The answer must be the lines from the one containing "FORMAT: a pretty-printed" through the last line of the data below, copied exactly, with nothing else.

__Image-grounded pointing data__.
################
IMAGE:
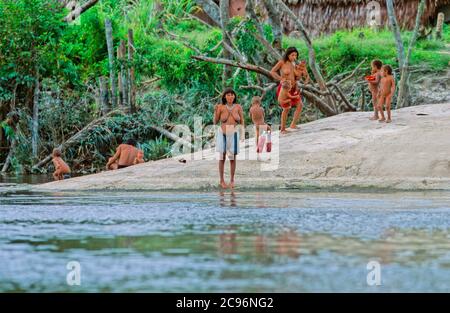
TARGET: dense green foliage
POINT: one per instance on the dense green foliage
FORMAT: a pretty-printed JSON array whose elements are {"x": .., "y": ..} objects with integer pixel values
[{"x": 68, "y": 59}]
################
__Task solution__.
FORMAT: a pretty-printed JSON array whose elements are {"x": .., "y": ..} objects with integer pixel values
[{"x": 68, "y": 59}]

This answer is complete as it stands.